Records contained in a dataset
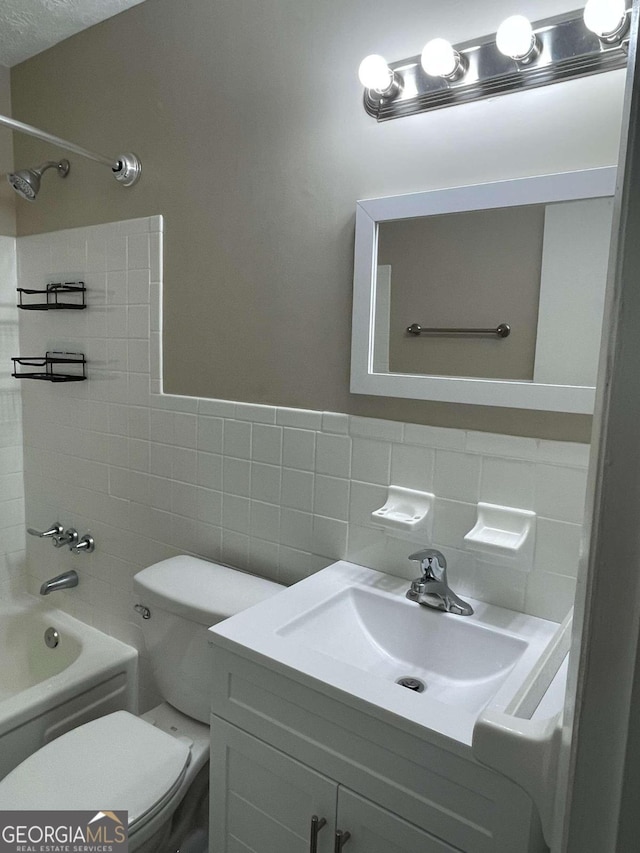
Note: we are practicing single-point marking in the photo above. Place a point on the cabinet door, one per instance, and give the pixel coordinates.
(375, 830)
(261, 800)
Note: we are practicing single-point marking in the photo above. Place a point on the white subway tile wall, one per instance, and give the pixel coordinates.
(281, 492)
(12, 529)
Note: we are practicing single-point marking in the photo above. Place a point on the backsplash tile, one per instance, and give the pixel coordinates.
(280, 491)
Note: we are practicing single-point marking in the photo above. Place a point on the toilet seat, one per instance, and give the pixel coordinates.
(117, 762)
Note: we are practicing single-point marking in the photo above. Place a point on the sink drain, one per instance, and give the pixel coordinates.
(411, 683)
(51, 638)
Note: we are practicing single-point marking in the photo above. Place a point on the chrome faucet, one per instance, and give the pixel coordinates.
(432, 589)
(66, 580)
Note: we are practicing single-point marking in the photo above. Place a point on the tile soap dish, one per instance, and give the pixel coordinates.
(504, 532)
(407, 511)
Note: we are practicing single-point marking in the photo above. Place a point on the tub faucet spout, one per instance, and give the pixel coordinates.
(64, 581)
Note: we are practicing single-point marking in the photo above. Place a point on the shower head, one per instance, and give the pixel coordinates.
(26, 182)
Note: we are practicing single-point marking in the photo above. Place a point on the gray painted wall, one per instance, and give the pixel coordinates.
(248, 118)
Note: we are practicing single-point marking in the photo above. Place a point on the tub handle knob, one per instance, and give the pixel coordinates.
(56, 529)
(142, 610)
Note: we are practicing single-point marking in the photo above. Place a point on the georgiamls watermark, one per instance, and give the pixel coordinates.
(64, 832)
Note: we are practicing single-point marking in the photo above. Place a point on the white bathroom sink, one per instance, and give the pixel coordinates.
(454, 659)
(352, 629)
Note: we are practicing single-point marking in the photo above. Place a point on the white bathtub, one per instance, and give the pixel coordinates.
(45, 692)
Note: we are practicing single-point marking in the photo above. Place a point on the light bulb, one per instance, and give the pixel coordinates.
(374, 73)
(605, 17)
(440, 59)
(515, 37)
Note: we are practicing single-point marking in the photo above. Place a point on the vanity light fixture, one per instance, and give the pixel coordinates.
(521, 55)
(440, 59)
(608, 19)
(378, 79)
(515, 38)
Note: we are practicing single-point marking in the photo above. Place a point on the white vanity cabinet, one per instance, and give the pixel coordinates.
(263, 800)
(285, 748)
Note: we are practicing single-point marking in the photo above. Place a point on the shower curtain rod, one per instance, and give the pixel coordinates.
(125, 167)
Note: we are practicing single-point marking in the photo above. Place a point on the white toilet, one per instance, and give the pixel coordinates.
(154, 766)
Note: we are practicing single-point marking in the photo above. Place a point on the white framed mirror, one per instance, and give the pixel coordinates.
(460, 263)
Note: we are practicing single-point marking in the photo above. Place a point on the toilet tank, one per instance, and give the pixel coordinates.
(185, 595)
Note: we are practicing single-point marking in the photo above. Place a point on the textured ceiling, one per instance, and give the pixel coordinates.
(28, 27)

What you need to do:
All lines from the one containing "on the textured" to the last line above should be reproduced exactly, and no other lines should be given.

Worked solution:
Note: we are practicing single-point marking in the photo above. Place a point on the textured ceiling, one per instance, and give the pixel coordinates.
(28, 27)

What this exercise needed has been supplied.